- [TO DO] For each line below, return an exact copy.

** Opening AVAILABLE RECORDS block **

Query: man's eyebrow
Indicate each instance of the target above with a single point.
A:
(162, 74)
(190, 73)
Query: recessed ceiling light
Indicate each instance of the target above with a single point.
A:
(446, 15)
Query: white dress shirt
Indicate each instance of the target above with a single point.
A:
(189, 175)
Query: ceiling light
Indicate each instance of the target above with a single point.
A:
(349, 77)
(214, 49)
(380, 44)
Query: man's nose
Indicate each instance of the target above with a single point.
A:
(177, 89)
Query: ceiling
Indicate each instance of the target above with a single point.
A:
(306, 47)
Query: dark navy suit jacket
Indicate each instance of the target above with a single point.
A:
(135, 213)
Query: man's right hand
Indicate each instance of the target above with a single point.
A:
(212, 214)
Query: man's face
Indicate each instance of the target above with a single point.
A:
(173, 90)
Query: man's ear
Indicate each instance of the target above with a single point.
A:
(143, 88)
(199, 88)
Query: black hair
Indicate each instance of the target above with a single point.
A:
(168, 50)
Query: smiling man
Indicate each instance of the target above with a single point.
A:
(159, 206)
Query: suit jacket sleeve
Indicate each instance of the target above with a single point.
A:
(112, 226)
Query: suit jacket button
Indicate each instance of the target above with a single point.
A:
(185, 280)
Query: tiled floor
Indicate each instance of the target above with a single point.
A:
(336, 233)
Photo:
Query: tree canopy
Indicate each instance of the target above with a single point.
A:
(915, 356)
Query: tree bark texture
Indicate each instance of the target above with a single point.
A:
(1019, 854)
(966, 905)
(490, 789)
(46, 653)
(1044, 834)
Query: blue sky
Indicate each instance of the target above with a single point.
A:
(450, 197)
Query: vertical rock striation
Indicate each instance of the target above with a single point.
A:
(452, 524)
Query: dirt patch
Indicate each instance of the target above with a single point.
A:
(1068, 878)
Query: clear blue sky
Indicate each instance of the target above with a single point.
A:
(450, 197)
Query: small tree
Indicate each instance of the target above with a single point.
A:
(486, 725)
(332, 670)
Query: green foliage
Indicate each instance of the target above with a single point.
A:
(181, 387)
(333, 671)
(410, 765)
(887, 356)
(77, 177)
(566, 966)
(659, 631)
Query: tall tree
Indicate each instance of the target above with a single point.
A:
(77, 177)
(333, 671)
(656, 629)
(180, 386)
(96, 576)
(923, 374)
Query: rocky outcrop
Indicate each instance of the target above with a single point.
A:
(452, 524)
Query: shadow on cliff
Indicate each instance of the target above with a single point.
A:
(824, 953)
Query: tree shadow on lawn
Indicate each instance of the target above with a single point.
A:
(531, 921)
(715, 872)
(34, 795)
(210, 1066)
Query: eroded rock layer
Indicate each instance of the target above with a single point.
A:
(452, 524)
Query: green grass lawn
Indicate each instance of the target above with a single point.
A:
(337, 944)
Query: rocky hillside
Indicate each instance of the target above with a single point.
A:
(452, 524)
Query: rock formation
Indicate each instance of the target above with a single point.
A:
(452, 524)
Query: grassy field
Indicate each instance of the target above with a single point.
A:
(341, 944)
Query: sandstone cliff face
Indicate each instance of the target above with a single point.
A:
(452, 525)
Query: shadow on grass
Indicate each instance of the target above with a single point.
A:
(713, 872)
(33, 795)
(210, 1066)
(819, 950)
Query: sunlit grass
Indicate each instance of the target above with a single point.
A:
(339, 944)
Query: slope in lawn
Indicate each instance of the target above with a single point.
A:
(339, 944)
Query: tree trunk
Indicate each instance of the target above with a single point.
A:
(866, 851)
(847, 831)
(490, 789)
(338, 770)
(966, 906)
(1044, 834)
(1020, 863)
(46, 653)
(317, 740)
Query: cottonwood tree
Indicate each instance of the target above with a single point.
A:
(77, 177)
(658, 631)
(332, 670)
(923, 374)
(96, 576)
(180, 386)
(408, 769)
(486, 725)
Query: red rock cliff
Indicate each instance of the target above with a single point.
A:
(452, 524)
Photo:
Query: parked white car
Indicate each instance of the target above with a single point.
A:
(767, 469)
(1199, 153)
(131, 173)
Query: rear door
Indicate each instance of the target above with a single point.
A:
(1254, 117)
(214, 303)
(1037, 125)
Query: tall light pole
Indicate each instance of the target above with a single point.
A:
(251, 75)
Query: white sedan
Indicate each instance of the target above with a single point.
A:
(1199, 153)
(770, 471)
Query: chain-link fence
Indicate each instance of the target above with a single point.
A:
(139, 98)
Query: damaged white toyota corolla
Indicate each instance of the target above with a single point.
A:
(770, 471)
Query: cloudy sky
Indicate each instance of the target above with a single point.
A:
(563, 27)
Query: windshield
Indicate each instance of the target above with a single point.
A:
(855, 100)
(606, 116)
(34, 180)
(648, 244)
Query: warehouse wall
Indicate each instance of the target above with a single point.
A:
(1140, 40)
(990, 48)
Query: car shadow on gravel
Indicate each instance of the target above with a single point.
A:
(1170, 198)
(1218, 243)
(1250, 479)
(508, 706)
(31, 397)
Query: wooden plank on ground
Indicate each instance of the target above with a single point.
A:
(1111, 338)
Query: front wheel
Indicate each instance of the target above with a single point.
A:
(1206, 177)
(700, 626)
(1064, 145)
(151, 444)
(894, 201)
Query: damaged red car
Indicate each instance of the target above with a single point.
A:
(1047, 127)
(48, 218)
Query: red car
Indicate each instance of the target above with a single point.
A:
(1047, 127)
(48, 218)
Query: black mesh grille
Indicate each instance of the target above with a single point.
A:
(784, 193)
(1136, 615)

** Closing AVAILABLE RECORDS block **

- [EXERCISE SOLUTION]
Query: man's eyebrow
Indicate each instance of the target above with a single point.
A:
(162, 74)
(190, 73)
Query: recessed ceiling light
Indicate each instance of the target above with a single point.
A:
(446, 15)
Query: white dress shirt
Indicate each instance of the target above with a single point.
A:
(189, 175)
Query: ceiling light
Indicate each instance of the target above with a single point.
A:
(349, 77)
(214, 49)
(380, 44)
Query: man's nose
Indicate each instance of the target above with a single point.
A:
(177, 89)
Query: ceiling
Indicate each instance of the target above with a single point.
A:
(306, 47)
Query: dark navy suit jacket
Indicate each instance of the target above with a single point.
A:
(135, 213)
Query: man's right hand
Indicate each instance of the target above with a single point.
A:
(212, 214)
Query: man's face
Indicate each instance of the target above with a single point.
A:
(173, 90)
Query: man's ear
Indicate each instance of the target above with a single point.
A:
(143, 88)
(199, 88)
Query: black hair
Indicate each instance of the target above with a single point.
A:
(168, 50)
Query: smiling man
Indicate each instance of the target above with a single point.
A:
(159, 206)
Query: suit jacket sleeve
Indicate each instance of the target above with a single point.
A:
(112, 226)
Query: suit jacket button
Indicate each instance of the target above with a single point.
A:
(185, 280)
Query: tiled floor
Indicate each instance of the target above with a single point.
A:
(336, 233)
Photo:
Query: tree canopy
Indicate each instance of the target above with a single point.
A:
(915, 356)
Query: tree bark texture
Indicate each instance of the target above with a single point.
A:
(1019, 854)
(966, 905)
(490, 789)
(46, 653)
(1044, 834)
Query: blue sky
Indicate each instance of the target above with a single point.
A:
(450, 197)
Query: vertical rock striation
Indicate each instance of the target above with a single point.
A:
(452, 524)
Query: dirt patch
Indicate each instance of the target above with a single point.
A:
(1068, 878)
Query: clear blue sky
Indicate each instance of the target above with a single point.
A:
(450, 197)
Query: small tree
Indicate each instance of the target above with a single point.
A:
(486, 725)
(332, 670)
Query: green foliage
Indicate each instance of the target above with a single point.
A:
(181, 387)
(333, 671)
(410, 765)
(887, 356)
(77, 177)
(566, 966)
(659, 631)
Query: tall tree
Indicate each instance of the target above with a single point.
A:
(77, 177)
(333, 671)
(656, 629)
(180, 386)
(96, 576)
(923, 374)
Query: rocky outcrop
Indicate each instance of the target above with a single point.
A:
(452, 524)
Query: shadow on cliff
Indicate each instance of the target above with a single point.
A:
(824, 953)
Query: tree shadow on lawn
Indicate each instance of the target above with a single point.
A:
(531, 921)
(715, 872)
(34, 795)
(210, 1066)
Query: eroded rock layer
Indicate each instance of the target above with a single point.
A:
(452, 524)
Query: green grass lawn
Indicate each instance of the target above with a single point.
A:
(337, 944)
Query: rocky hillside
Indicate each instance of the target above with a single point.
A:
(452, 524)
Query: rock formation
Indicate each instance of the target above with a single point.
A:
(452, 524)
Query: grassy field
Indicate each instance of the target above with a single point.
A:
(341, 944)
Query: sandstone cliff face
Indicate each instance of the target above with a single point.
A:
(452, 525)
Query: shadow on grass
Indicate each instance of the target above with a single point.
A:
(713, 872)
(33, 795)
(210, 1066)
(819, 950)
Query: sunlit grass
Indicate each instance of the target above with a single point.
A:
(339, 944)
Query: slope in lawn
Indicate each instance of the target above with a single point.
A:
(339, 944)
Query: tree trunk
Indicate each instance of the target above with a single point.
A:
(866, 851)
(847, 831)
(490, 789)
(338, 770)
(966, 906)
(1044, 834)
(1020, 863)
(46, 653)
(317, 740)
Query: cottonwood tree
Indicate each instance of the target above with a single point.
A:
(77, 177)
(658, 631)
(332, 670)
(923, 374)
(96, 576)
(180, 386)
(408, 769)
(486, 725)
Query: red rock cliff
Indicate each instance of the target above with a single point.
A:
(452, 524)
Photo:
Query: parked white car
Indicate each instance of the target above with a single point.
A:
(767, 469)
(1199, 153)
(131, 173)
Query: rear door
Indicate each instance of the target above with a single point.
A:
(1254, 117)
(214, 303)
(1037, 125)
Query: tall light pole
Indicate each instance of the target above with a single point.
A:
(251, 75)
Query: white sedan
Indicate each instance of the target above with a single point.
A:
(1199, 153)
(770, 471)
Query: chain-link fence
Indicate each instance of the target above with a single point.
A:
(139, 98)
Query: damaged white toyota corolla
Indicate each instance of the target above with a single point.
A:
(770, 471)
Query: cloudy sky
Indicate each instance of the target above with a single point.
A:
(563, 27)
Query: windshield
Indicate each instance of the target above with a single point.
A:
(855, 100)
(606, 116)
(34, 180)
(648, 244)
Query: warehouse wall
Indicate each instance of the target above with a single point.
A:
(1140, 40)
(990, 48)
Query: car shadow on gravel
Indicate each instance of the target above with a single point.
A:
(1170, 198)
(1218, 243)
(1250, 479)
(508, 706)
(31, 397)
Query: wooden plank on ground
Indicate each instance of the target above with a single point.
A:
(1111, 338)
Query: front wheel
Indicate each instance of the target above with a single point.
A:
(1206, 177)
(700, 626)
(1064, 145)
(151, 444)
(894, 201)
Query: damaged red car
Indicate each instance of the target above with a single point.
A:
(1047, 127)
(48, 218)
Query: red car
Indicate each instance of the target above with a single point.
A:
(1047, 127)
(48, 218)
Query: black mesh grille
Indicate each instance of the target above with a single point.
A:
(784, 193)
(1136, 615)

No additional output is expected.